BEGIN
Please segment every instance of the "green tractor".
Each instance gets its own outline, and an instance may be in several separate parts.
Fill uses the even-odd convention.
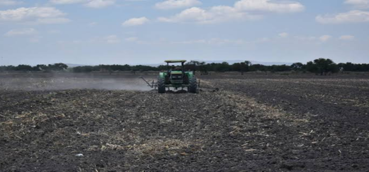
[[[160,72],[157,78],[158,92],[165,93],[166,88],[174,87],[176,89],[187,87],[187,91],[196,93],[197,92],[197,81],[191,71],[185,71],[184,63],[186,60],[165,60],[167,71]],[[181,63],[181,67],[170,66],[170,64]]]

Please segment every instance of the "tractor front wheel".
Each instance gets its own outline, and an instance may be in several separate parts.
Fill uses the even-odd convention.
[[[197,80],[196,77],[193,77],[190,79],[189,84],[188,92],[191,93],[196,93],[197,92]]]
[[[157,78],[157,92],[160,94],[165,93],[165,79],[159,77]]]

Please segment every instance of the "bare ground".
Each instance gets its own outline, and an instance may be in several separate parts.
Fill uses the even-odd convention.
[[[196,94],[93,85],[145,85],[136,76],[27,78],[1,78],[2,171],[369,169],[368,77],[206,76],[221,91]]]

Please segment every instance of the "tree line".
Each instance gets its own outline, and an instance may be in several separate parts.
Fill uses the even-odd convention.
[[[259,64],[252,64],[249,61],[239,63],[229,64],[226,62],[222,63],[206,63],[204,62],[191,60],[185,64],[186,70],[199,71],[201,75],[207,75],[210,71],[224,72],[230,71],[240,72],[242,74],[246,72],[289,72],[297,71],[301,72],[311,72],[323,75],[330,73],[338,72],[368,72],[369,64],[355,64],[351,62],[337,64],[332,60],[327,58],[318,58],[308,61],[306,64],[301,62],[294,63],[291,65],[264,65]],[[63,63],[53,64],[38,64],[34,66],[21,64],[17,66],[0,66],[0,71],[68,71],[76,73],[85,73],[94,71],[109,72],[131,71],[144,72],[148,71],[159,71],[165,70],[166,65],[158,66],[147,65],[99,65],[96,66],[82,66],[68,68],[68,66]]]
[[[68,68],[68,65],[59,63],[53,64],[37,64],[31,66],[27,64],[20,64],[17,66],[0,66],[0,71],[61,71]]]

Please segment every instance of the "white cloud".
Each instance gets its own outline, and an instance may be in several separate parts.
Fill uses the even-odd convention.
[[[344,3],[357,8],[369,8],[369,0],[346,0]]]
[[[369,12],[352,10],[336,15],[319,15],[315,20],[325,24],[368,22],[369,22]]]
[[[138,38],[137,37],[130,37],[129,38],[125,38],[125,40],[130,42],[135,42],[138,40]]]
[[[91,27],[93,27],[93,26],[95,26],[96,25],[97,25],[97,24],[98,24],[98,23],[97,22],[91,22],[91,23],[89,23],[89,26],[90,26]]]
[[[339,37],[339,39],[345,41],[349,41],[353,40],[354,39],[355,39],[355,36],[350,35],[342,35]]]
[[[236,2],[234,6],[216,6],[207,9],[193,7],[174,16],[158,19],[165,22],[211,24],[229,20],[259,19],[263,17],[260,12],[296,12],[304,9],[301,3],[293,1],[277,3],[271,0],[241,0]],[[255,13],[255,11],[258,12]]]
[[[316,40],[317,38],[315,36],[295,36],[295,38],[301,41],[314,41]]]
[[[280,13],[300,12],[305,8],[304,5],[298,2],[276,3],[271,0],[241,0],[236,2],[235,7],[240,10]]]
[[[110,6],[115,3],[115,0],[92,0],[85,5],[90,8],[99,8]]]
[[[57,24],[69,22],[63,17],[65,13],[54,7],[19,8],[0,11],[0,22],[13,22],[32,24]]]
[[[47,31],[49,34],[59,34],[61,32],[59,30],[50,30]]]
[[[89,0],[50,0],[50,2],[57,4],[67,4],[87,2]]]
[[[323,35],[322,36],[320,36],[319,38],[319,39],[320,40],[320,41],[322,41],[322,42],[327,42],[330,39],[331,39],[331,38],[332,38],[332,36],[325,35]]]
[[[121,40],[116,35],[111,35],[107,36],[104,38],[106,43],[109,44],[117,44],[121,42]]]
[[[167,0],[158,2],[155,7],[160,9],[170,9],[193,6],[201,4],[198,0]]]
[[[131,27],[137,25],[142,25],[148,22],[150,20],[145,17],[140,18],[133,18],[129,19],[123,23],[122,25],[124,27]]]
[[[1,5],[14,5],[22,3],[22,2],[14,0],[0,0],[0,6]]]
[[[286,38],[288,37],[288,33],[287,32],[282,32],[278,34],[280,37]]]
[[[70,4],[84,3],[85,6],[99,8],[113,5],[116,0],[50,0],[50,2],[56,4]]]
[[[26,28],[12,29],[6,32],[4,35],[6,36],[13,36],[19,35],[30,35],[36,33],[37,33],[37,31],[34,29]]]
[[[240,12],[228,6],[217,6],[209,10],[192,7],[183,10],[169,18],[160,17],[159,21],[171,23],[195,22],[199,24],[211,24],[232,20],[256,20],[262,17]]]

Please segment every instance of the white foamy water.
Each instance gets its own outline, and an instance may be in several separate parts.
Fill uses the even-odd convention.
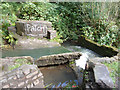
[[[75,61],[76,66],[82,69],[85,69],[86,63],[90,58],[100,57],[97,53],[93,52],[92,50],[82,48],[80,46],[69,46],[66,47],[70,51],[79,51],[82,53],[82,56]]]
[[[76,60],[75,63],[76,66],[78,66],[79,68],[85,69],[87,61],[88,61],[88,55],[86,53],[82,53],[80,59]]]

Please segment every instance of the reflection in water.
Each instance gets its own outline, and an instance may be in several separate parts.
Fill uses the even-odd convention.
[[[4,57],[14,57],[14,56],[32,56],[34,59],[37,59],[41,56],[60,54],[70,52],[64,47],[49,47],[49,48],[39,48],[39,49],[11,49],[3,50],[2,58]]]
[[[45,85],[58,86],[60,83],[76,80],[74,71],[68,65],[40,68],[44,76]]]

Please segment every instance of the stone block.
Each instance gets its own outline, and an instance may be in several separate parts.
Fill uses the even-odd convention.
[[[52,24],[47,21],[17,21],[16,32],[19,35],[27,35],[32,37],[46,37],[47,30],[52,27]]]
[[[69,60],[79,59],[81,56],[80,52],[72,52],[72,53],[62,53],[62,54],[54,54],[48,56],[42,56],[38,60],[35,60],[35,64],[37,66],[47,66],[54,64],[64,64]]]
[[[26,76],[26,78],[31,78],[31,77],[33,77],[34,75],[36,75],[38,73],[38,71],[35,71],[35,72],[33,72],[33,73],[30,73],[30,74],[28,74],[27,76]]]
[[[41,72],[38,74],[38,77],[40,77],[40,76],[42,76],[42,73],[41,73]]]
[[[10,86],[9,85],[5,85],[5,86],[3,86],[3,88],[9,88]]]
[[[32,78],[32,80],[35,80],[35,79],[37,79],[37,75]]]
[[[39,84],[39,80],[38,80],[38,79],[35,80],[35,81],[33,82],[33,84],[36,86],[37,84]]]
[[[54,39],[56,37],[56,31],[55,30],[48,30],[47,37],[48,39]]]
[[[23,86],[24,84],[25,84],[25,82],[21,82],[21,83],[18,84],[18,87],[21,87],[21,86]]]
[[[11,27],[8,27],[8,31],[9,31],[9,33],[16,33],[16,28],[14,27],[14,26],[11,26]]]
[[[96,64],[93,68],[95,82],[100,85],[102,88],[113,88],[114,83],[109,76],[109,71],[107,67],[103,64]]]

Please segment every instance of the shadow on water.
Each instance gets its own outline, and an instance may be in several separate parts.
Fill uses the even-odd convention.
[[[10,49],[2,50],[2,58],[15,57],[15,56],[32,56],[34,59],[38,59],[41,56],[60,54],[70,52],[64,47],[49,47],[39,49]]]
[[[59,65],[52,67],[42,67],[40,71],[44,76],[44,84],[57,86],[59,83],[64,83],[70,80],[76,80],[76,75],[68,65]]]

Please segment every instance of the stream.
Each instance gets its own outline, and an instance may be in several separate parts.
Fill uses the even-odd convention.
[[[83,69],[85,68],[84,65],[87,58],[100,57],[100,55],[96,54],[95,52],[80,46],[63,45],[60,47],[51,48],[3,50],[2,58],[14,56],[32,56],[36,60],[41,56],[75,51],[82,53],[81,58],[76,60],[76,66],[81,66]],[[84,62],[81,62],[81,59]],[[44,84],[50,85],[49,87],[57,86],[60,83],[77,79],[74,71],[67,64],[52,67],[41,67],[40,70],[44,76]]]

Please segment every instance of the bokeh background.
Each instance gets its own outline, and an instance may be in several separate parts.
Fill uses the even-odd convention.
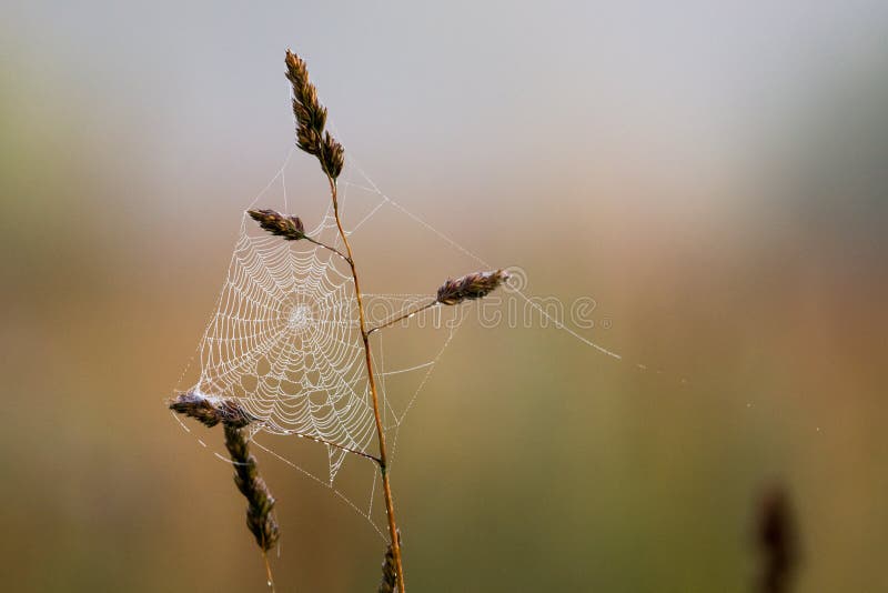
[[[292,145],[291,47],[382,190],[625,358],[466,323],[400,435],[411,590],[750,591],[781,484],[797,590],[887,591],[887,34],[877,0],[4,2],[3,587],[265,590],[164,400]],[[374,222],[369,290],[472,269]],[[367,521],[260,462],[279,591],[375,590]]]

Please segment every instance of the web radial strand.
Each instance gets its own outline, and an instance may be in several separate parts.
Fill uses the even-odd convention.
[[[241,231],[194,389],[236,399],[265,432],[366,451],[374,424],[353,281],[336,255],[299,248]],[[327,449],[332,480],[345,451]]]

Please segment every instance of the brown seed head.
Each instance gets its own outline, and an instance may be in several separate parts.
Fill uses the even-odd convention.
[[[397,532],[397,543],[401,543],[401,532]],[[393,593],[396,584],[395,553],[392,550],[392,544],[389,544],[385,550],[385,557],[382,561],[382,581],[380,582],[379,593]]]
[[[299,217],[289,217],[276,210],[249,210],[248,213],[271,234],[283,237],[286,241],[305,239],[305,227]]]
[[[196,391],[180,393],[170,402],[170,410],[193,418],[213,428],[220,422],[242,428],[255,420],[235,400],[208,398]]]
[[[508,272],[474,272],[456,280],[447,280],[437,289],[437,302],[458,304],[471,299],[481,299],[508,280]]]
[[[342,144],[324,131],[326,108],[317,100],[317,89],[309,79],[305,60],[286,50],[286,79],[293,87],[293,115],[296,118],[296,145],[313,154],[321,168],[332,179],[342,172],[344,150]]]
[[[272,514],[274,496],[259,475],[256,458],[250,454],[243,430],[225,424],[225,448],[234,463],[234,483],[246,499],[246,526],[256,544],[268,552],[281,536],[278,521]]]

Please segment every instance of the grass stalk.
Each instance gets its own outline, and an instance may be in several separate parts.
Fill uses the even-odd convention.
[[[340,238],[342,238],[342,244],[345,247],[345,253],[347,254],[346,261],[349,262],[349,267],[352,270],[352,279],[354,280],[354,293],[355,300],[357,301],[357,319],[361,328],[361,339],[364,342],[364,360],[366,362],[367,369],[367,383],[370,384],[370,394],[373,400],[373,420],[376,423],[376,438],[380,444],[380,458],[379,458],[379,465],[380,465],[380,473],[382,474],[382,491],[383,497],[385,500],[385,513],[389,517],[389,536],[391,537],[391,546],[392,546],[392,559],[394,561],[395,567],[395,575],[397,581],[397,591],[400,593],[405,592],[405,584],[404,584],[404,566],[401,561],[401,542],[398,541],[397,536],[397,521],[395,520],[395,505],[392,499],[392,485],[389,479],[389,456],[385,448],[385,431],[382,426],[382,416],[380,415],[380,398],[376,393],[376,380],[373,374],[373,356],[370,346],[370,332],[367,331],[366,326],[366,316],[364,314],[364,301],[361,294],[361,281],[357,277],[357,267],[354,263],[354,257],[352,254],[352,245],[349,243],[349,237],[345,234],[345,230],[342,228],[342,220],[340,219],[340,204],[337,200],[336,193],[336,180],[326,173],[327,182],[330,183],[330,195],[333,200],[333,215],[336,219],[336,228],[340,232]]]

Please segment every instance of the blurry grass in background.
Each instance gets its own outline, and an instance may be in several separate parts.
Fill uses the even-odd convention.
[[[350,24],[363,18],[355,12],[337,26],[350,36],[334,51],[307,31],[329,22],[323,14],[290,9],[291,21],[256,12],[239,22],[223,11],[205,30],[182,27],[151,61],[123,42],[130,27],[141,39],[175,18],[203,21],[190,12],[114,21],[121,16],[107,10],[57,9],[40,19],[29,12],[37,9],[10,11],[0,62],[0,360],[9,419],[0,566],[9,586],[263,589],[230,468],[180,430],[163,399],[211,311],[240,212],[290,145],[286,94],[273,84],[287,44],[326,60],[314,68],[325,88],[339,86],[330,91],[335,112],[352,118],[342,124],[344,142],[384,191],[485,259],[522,265],[531,292],[594,296],[613,326],[591,335],[628,361],[552,329],[461,330],[401,434],[393,480],[412,589],[748,591],[756,505],[774,481],[787,485],[797,511],[799,591],[888,586],[880,553],[888,544],[888,102],[884,58],[865,43],[884,16],[846,8],[847,21],[818,34],[861,39],[859,47],[828,54],[835,60],[817,77],[759,89],[765,102],[738,99],[736,113],[712,105],[726,122],[740,120],[720,132],[703,129],[705,121],[663,123],[686,114],[682,105],[645,102],[616,77],[596,81],[617,84],[596,100],[577,72],[624,68],[636,81],[648,72],[606,46],[561,62],[537,48],[535,71],[561,90],[531,100],[511,69],[492,69],[522,70],[517,53],[491,48],[517,48],[524,29],[506,27],[496,41],[471,29],[460,68],[480,96],[477,112],[468,122],[446,118],[442,131],[440,113],[422,111],[404,89],[420,89],[435,107],[435,93],[451,91],[434,80],[398,80],[413,67],[395,49],[410,40],[440,67],[423,49],[434,42],[417,31],[446,40],[443,26],[380,19],[362,36]],[[769,23],[793,21],[767,12],[750,9]],[[850,14],[858,20],[848,24]],[[504,12],[487,22],[525,17],[546,27],[559,20]],[[816,29],[808,17],[801,22]],[[579,21],[607,24],[604,16]],[[617,22],[633,30],[632,21]],[[77,31],[58,52],[34,49],[65,27]],[[90,27],[109,37],[90,37]],[[572,42],[556,41],[552,27],[543,39],[558,49]],[[395,36],[391,48],[374,41],[381,29]],[[200,47],[220,39],[268,47],[214,61]],[[87,51],[90,42],[98,49]],[[238,49],[215,47],[223,58]],[[132,69],[115,67],[124,48]],[[367,48],[385,64],[376,82],[355,73],[363,62],[349,66]],[[644,46],[644,56],[658,51]],[[107,64],[88,59],[103,53]],[[602,66],[607,57],[614,66]],[[730,57],[750,83],[756,77],[739,66],[748,60],[755,74],[767,63]],[[176,59],[185,62],[181,72]],[[571,67],[586,70],[563,72]],[[689,72],[703,86],[724,82]],[[680,72],[655,74],[650,84],[680,99]],[[391,100],[380,98],[386,93]],[[404,115],[397,99],[407,102],[408,125],[386,123]],[[372,118],[362,111],[367,101]],[[555,113],[555,131],[528,123],[531,103]],[[486,143],[458,141],[484,122]],[[557,151],[556,131],[568,142]],[[722,150],[705,154],[697,141]],[[324,199],[299,177],[292,191]],[[416,229],[389,213],[372,232],[410,238]],[[369,290],[415,291],[436,285],[442,272],[464,271],[414,263],[415,279],[394,278],[386,258],[408,259],[403,248],[413,240],[385,245],[365,237]],[[666,373],[640,373],[635,361]],[[474,381],[493,386],[461,389]],[[222,451],[219,435],[195,433]],[[306,464],[322,454],[293,452]],[[260,461],[281,501],[281,589],[373,586],[380,557],[367,551],[382,542],[366,522],[292,469]],[[357,491],[364,478],[343,473],[343,488]]]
END
OBJECTIVE
Write out the data from its first line through the line containing "[[[157,78],[157,92],[160,94],[165,93],[165,79],[159,77]]]" as a JSON list of strings, with one string per line and blank lines omitted. Leave the picture out of the list.

TASK RESULT
[
  "Please segment every instance of the \"green tractor\".",
  "Each instance gets its own outline, and an instance may be in several separate parts.",
  "Fill uses the even-odd convention.",
  "[[[160,72],[157,78],[158,92],[165,93],[166,88],[174,87],[176,89],[187,87],[187,91],[196,93],[197,92],[197,81],[191,71],[185,71],[184,63],[186,60],[165,60],[167,71]],[[181,63],[181,67],[170,66],[170,64]]]",
  "Please segment every instance of the \"tractor front wheel\".",
  "Each instance gets its own outline, and an instance may be in several separate parts.",
  "Fill uses the even-odd convention.",
  "[[[197,80],[196,77],[193,77],[190,79],[189,84],[188,92],[191,93],[196,93],[197,92]]]",
  "[[[157,78],[157,92],[160,94],[165,93],[165,79],[159,77]]]"
]